A esa misma hora, cuarenta y dos miembros del Cuerpo de Bomberos del Departamento Vargas; doce bomberos marinos de la Capitanía del Puerto de La Guaira y dos efectivos del servicio aeronáutico del aeropuerto Simón Bolívar de Maiquetía, trataban de extinguir, con aparente éxito, un incendio que se había producido tres horas antes en el tanque Nº 8 de la planta termo-eléctrica de Tacoa de la C.A. La Electricidad de Caracas en Arrecifes.
“Todo está controlado” informó luego el mayor de bomberos Mario Francisco Vegas. Se levantaron las medidas de seguridad, se suspendieron las labores de evacuación de la población y el escenario se llenó de curiosos, vecinos del sector, obreros portuarios, marginales, indocumentados, bañistas atraídos por la densa columna de humo negro que se elevaba frente al mar Caribe, quienes trataban de acercarse incluso más allá de donde lo permitía el calor de las llamas, escudriñando los escombros con esa mezcla de ingenuidad y candor que caracteriza a los seres humanos inocentes.
¿Qué había pasado?
A las 5:58 de la mañana del domingo 19 de diciembre de 1982, en una operación calificada como rutinaria, el tanquero de la empresa de petróleos Maraven, el “Marachi”, descargaba 16 mil toneladas de combustible fue oil Nº 6 en el tanque Nº 8 de la planta de Tacoa. Dos trabajadores de la compañía, Jesús Manuel Rodríguez y Luis Natera, supervisaban la operación. Rodríguez y Natera no llegaron a sobrevivir para contarnos qué fue lo que ocurrió en ese momento: murieron instantáneamente, carbonizados.
“Para que se produjera la explosión e incendio –explicaría un año después una comisión investigadora– fue necesario que se acercase a la mezcla una llama abierta, fósforo, yesquero, etcétera. Se desconoce el origen de esa llama (…) uno de los operarios era fumador y a esa hora la visibilidad era escasa”.

:: DATOS ALMACENADOS ::
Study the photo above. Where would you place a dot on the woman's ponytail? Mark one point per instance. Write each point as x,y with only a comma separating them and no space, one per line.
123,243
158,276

:: TU TAREA ::
Reproduce el fragmento del texto sobre el incendio de Tacoa que comienza en las palabras "A las 5:58 de" y termina después de "murieron instantáneamente, carbonizados.". El listado procede de una fuente distinta.

:: TU RESPUESTA ::
A las 5:58 de la mañana del domingo 19 de diciembre de 1982, en una operación calificada como rutinaria, el tanquero de la empresa de petróleos Maraven, el “Marachi”, descargaba 16 mil toneladas de combustible fue oil Nº 6 en el tanque Nº 8 de la planta de Tacoa. Dos trabajadores de la compañía, Jesús Manuel Rodríguez y Luis Natera, supervisaban la operación. Rodríguez y Natera no llegaron a sobrevivir para contarnos qué fue lo que ocurrió en ese momento: murieron instantáneamente, carbonizados.